Record set section start
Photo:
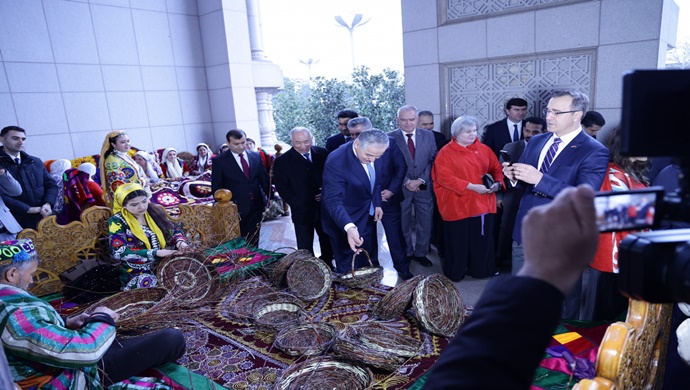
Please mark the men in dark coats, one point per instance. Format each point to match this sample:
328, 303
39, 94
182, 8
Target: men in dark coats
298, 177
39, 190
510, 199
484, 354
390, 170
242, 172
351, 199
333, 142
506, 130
Record set section end
Record set section start
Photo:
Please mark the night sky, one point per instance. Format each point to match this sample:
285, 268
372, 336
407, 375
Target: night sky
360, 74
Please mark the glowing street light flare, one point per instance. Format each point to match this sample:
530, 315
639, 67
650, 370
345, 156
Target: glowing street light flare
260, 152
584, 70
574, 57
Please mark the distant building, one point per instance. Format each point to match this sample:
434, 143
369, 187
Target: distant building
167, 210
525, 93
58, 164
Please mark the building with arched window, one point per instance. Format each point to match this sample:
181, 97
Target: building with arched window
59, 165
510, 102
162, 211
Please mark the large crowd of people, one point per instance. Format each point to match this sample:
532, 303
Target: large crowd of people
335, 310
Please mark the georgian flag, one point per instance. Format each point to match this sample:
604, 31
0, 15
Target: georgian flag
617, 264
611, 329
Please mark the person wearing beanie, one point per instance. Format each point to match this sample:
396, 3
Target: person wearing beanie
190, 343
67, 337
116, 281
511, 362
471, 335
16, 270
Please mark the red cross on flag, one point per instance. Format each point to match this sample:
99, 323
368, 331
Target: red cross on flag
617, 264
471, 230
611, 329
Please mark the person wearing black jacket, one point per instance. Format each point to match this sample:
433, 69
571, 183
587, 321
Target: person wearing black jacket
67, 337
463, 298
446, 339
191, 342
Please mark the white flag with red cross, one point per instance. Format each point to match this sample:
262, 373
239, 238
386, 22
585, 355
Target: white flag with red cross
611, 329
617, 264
Record set section end
#### Problem description
All lines above that include the word "each" must be copied into the answer.

#### Answer to this task
Please mark the men in dark coats, one point per instance. Format each point to match this sample:
Please mark the night sky, one point per instance. Format each point to match this sample:
Please mark the glowing street light flare, one point per instance. Format each point to match this sample:
Please mark the distant building, one point per instance. Format each point to match this sample:
Please mark the building with arched window, one point per instance. Format each point to match this sample:
Please mark the large crowd of people, one point per instance. Format each point to match this sample:
Please mark the georgian flag, one point per instance. Format each point to match this sample:
Please mark the person wearing beanie, one point per instance. Format each point to match this sample:
Please mark the red cross on flag, one point per instance. Format each point to match this sample:
Please mark the person wearing black jacket, one point per instance. Format each point to match this sample:
Please mark the white flag with red cross, one point per instance. Format each point to match this sample:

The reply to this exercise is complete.